• Material to process:

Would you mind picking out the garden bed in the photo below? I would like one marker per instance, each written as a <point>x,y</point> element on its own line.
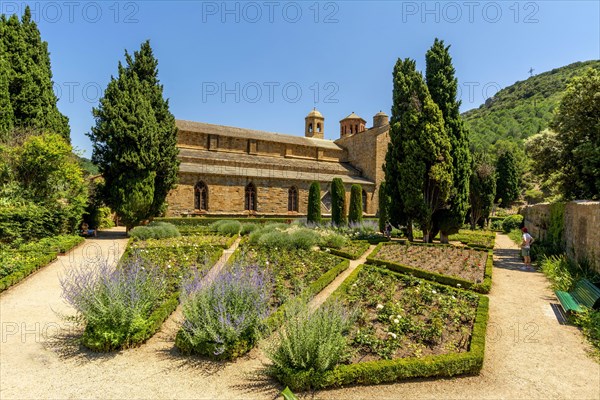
<point>293,273</point>
<point>175,260</point>
<point>450,265</point>
<point>406,328</point>
<point>17,264</point>
<point>352,250</point>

• Task directions: Copy the records above verbatim, leaving out the picture.

• Solution below:
Would you mind picking out the garden bed in the photo below? I would like one marker per instance, each written as a <point>x,y</point> element on its own line.
<point>293,273</point>
<point>175,260</point>
<point>450,265</point>
<point>406,328</point>
<point>17,264</point>
<point>352,250</point>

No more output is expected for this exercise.